▶ [GIVEN PROBLEM] Change every "Query" to "Target" in the lines running from the start of the listing through the line containing "[[278, 184], [316, 186]]", inclusive, and give those lines back with nothing else altered.

▶ [SUPPLIED MATERIAL]
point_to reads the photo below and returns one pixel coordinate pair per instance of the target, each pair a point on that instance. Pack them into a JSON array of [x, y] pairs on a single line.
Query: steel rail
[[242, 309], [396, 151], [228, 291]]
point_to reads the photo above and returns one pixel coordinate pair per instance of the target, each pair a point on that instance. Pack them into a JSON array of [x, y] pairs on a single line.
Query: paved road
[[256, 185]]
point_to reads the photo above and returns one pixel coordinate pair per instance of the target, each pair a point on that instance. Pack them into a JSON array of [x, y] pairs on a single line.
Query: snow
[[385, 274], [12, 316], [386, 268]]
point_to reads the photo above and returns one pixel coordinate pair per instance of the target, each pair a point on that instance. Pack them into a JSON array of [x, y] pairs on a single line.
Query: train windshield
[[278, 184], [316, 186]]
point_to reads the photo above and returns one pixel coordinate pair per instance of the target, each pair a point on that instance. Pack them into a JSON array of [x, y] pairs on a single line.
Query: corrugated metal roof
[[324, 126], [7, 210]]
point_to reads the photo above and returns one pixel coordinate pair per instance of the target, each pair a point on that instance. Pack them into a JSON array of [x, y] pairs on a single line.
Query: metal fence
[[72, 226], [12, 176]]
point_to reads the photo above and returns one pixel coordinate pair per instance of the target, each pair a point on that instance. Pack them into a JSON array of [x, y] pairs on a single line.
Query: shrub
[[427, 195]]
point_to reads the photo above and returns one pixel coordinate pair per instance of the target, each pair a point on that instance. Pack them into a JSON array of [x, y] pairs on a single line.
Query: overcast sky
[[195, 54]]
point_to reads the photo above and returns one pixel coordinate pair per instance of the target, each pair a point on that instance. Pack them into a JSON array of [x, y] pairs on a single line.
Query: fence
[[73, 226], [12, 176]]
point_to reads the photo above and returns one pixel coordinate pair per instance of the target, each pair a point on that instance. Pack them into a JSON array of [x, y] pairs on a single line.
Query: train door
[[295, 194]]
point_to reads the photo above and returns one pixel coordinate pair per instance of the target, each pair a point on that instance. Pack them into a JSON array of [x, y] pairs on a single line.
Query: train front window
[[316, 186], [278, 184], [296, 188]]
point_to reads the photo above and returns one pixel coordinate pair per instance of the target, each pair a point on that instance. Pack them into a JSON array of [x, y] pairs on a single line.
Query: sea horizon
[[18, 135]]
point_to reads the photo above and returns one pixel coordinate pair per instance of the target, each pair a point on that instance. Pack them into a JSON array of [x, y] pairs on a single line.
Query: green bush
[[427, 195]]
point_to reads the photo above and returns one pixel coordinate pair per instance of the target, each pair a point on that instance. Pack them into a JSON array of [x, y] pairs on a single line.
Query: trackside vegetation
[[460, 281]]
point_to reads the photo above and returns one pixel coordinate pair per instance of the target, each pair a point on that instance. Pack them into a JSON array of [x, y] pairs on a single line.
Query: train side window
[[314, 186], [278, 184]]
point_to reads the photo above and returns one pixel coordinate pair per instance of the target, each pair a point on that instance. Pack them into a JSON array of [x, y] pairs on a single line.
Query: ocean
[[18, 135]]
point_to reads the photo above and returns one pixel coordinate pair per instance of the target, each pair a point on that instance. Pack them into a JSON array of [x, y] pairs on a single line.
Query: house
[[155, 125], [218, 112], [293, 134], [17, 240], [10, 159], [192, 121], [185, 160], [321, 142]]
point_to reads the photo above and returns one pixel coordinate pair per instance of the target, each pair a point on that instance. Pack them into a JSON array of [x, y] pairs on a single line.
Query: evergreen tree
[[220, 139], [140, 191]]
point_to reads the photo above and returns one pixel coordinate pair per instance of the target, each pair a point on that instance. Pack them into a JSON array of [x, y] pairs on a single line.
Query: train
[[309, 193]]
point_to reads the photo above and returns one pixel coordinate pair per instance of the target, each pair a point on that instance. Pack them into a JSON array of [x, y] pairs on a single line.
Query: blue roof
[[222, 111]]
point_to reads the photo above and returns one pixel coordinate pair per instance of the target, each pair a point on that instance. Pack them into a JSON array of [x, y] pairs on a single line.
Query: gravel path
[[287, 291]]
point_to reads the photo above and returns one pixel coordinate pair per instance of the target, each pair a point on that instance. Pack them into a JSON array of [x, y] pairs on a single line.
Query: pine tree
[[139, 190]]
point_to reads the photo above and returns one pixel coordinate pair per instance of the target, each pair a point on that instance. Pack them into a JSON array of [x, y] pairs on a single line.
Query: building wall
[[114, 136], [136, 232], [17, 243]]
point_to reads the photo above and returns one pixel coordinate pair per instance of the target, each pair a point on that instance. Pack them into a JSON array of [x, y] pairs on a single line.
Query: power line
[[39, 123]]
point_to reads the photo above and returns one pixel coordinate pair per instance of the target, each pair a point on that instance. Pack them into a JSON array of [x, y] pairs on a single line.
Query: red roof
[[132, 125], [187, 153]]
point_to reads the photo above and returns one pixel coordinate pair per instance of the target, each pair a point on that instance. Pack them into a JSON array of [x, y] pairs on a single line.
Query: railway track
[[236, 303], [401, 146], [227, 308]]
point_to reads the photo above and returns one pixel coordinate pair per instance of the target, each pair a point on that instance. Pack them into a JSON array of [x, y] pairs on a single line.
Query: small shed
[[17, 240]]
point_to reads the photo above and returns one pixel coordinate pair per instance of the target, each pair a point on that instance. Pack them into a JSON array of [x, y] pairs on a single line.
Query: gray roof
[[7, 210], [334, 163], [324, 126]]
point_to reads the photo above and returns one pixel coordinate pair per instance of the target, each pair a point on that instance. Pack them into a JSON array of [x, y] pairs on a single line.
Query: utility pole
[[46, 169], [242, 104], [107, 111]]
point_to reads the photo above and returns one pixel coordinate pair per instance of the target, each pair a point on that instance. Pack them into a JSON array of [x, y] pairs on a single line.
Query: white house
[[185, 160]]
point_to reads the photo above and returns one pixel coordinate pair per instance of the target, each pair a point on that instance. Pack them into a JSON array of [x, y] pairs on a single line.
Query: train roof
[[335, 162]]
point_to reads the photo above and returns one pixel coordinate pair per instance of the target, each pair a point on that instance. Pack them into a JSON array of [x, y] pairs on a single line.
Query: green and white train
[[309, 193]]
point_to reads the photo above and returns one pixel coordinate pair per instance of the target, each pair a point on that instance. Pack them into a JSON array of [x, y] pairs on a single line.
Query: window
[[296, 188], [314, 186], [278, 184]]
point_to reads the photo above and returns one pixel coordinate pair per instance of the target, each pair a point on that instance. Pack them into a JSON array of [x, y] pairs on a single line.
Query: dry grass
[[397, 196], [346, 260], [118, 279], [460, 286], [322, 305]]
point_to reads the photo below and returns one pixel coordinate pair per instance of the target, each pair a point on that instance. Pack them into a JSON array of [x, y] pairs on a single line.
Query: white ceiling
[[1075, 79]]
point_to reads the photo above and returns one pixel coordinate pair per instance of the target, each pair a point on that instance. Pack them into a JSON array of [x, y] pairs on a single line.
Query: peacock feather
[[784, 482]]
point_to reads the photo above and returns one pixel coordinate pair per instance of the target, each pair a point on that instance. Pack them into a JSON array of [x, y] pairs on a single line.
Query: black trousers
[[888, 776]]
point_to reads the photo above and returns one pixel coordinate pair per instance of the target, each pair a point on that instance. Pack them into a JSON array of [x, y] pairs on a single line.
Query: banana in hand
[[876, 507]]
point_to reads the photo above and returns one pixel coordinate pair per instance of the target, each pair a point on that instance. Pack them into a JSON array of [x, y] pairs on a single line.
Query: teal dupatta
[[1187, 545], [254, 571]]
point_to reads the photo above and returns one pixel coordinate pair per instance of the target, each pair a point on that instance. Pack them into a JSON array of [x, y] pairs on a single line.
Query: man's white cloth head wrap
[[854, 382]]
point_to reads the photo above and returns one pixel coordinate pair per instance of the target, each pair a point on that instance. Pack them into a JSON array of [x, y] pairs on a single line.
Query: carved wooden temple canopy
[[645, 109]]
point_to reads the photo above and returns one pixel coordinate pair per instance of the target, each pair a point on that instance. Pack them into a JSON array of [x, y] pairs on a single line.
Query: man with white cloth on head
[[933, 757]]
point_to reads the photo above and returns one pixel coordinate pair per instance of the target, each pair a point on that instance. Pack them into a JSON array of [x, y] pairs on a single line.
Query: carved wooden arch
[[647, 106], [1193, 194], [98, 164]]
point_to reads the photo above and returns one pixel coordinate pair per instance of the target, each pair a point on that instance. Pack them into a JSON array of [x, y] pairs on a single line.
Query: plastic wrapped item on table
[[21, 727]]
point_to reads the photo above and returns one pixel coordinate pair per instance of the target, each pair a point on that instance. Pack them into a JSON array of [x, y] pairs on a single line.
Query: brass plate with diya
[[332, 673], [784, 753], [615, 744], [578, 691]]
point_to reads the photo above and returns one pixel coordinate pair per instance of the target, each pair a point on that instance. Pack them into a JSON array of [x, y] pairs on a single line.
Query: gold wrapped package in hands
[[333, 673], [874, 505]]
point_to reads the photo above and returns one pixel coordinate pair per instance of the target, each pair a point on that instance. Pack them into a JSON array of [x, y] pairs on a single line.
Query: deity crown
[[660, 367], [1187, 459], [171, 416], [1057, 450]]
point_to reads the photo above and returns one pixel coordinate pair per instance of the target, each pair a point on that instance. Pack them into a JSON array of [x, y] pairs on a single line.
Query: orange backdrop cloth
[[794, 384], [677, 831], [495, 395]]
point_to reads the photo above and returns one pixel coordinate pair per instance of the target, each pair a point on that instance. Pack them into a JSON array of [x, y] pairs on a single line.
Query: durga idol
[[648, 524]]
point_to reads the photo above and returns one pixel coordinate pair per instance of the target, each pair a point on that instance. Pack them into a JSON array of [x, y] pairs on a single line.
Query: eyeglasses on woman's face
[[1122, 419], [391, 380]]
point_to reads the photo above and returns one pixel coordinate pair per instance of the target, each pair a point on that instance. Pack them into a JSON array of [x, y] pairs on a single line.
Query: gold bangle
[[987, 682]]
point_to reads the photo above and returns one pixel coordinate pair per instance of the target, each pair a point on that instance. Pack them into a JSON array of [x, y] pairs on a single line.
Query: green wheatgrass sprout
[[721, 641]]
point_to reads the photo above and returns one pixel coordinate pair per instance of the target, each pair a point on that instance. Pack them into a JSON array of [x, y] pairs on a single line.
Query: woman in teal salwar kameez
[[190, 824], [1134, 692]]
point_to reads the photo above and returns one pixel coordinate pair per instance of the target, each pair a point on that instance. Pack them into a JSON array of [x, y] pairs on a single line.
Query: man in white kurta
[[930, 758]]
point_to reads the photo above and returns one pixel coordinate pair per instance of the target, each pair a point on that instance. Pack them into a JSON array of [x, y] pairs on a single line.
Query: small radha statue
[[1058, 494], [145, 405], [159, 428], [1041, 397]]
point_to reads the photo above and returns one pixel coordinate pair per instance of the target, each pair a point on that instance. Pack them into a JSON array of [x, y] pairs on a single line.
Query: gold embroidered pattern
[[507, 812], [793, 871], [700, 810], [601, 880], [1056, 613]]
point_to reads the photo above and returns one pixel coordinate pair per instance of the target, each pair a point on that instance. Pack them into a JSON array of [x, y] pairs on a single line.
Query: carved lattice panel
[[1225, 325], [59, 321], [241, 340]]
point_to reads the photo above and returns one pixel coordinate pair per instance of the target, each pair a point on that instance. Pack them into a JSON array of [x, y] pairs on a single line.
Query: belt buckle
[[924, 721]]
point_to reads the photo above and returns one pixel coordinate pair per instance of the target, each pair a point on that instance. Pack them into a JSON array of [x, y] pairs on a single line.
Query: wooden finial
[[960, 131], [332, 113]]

▶ [FINAL RESULT]
point_to reads the photo below and returns one pixel coordinate pair per instance of the target, each pair a point on that instance. Pack them into a JSON array of [x, y] pairs on a single line.
Target: steel rail
[[242, 309], [396, 151], [228, 291]]
point_to reads the photo above and returns one pixel coordinate pair per instance of the target, each pair a point on that instance. Pack them into a JSON array of [x, y] pairs on a single line.
Target: paved road
[[256, 185]]
point_to reads the photo above and returns one pixel coordinate pair per instance of the target, each pair a point on that instance. Pack them into a JSON array of [x, y] pairs on a single line.
Target: snow
[[385, 274], [12, 316], [386, 268]]
point_to reads the photo above and returns one pixel coordinate pair per instance of the target, each pair a point on that instance. Pack them into a JSON array of [x, y] pairs on a single line.
Target: train windshield
[[278, 184], [316, 186]]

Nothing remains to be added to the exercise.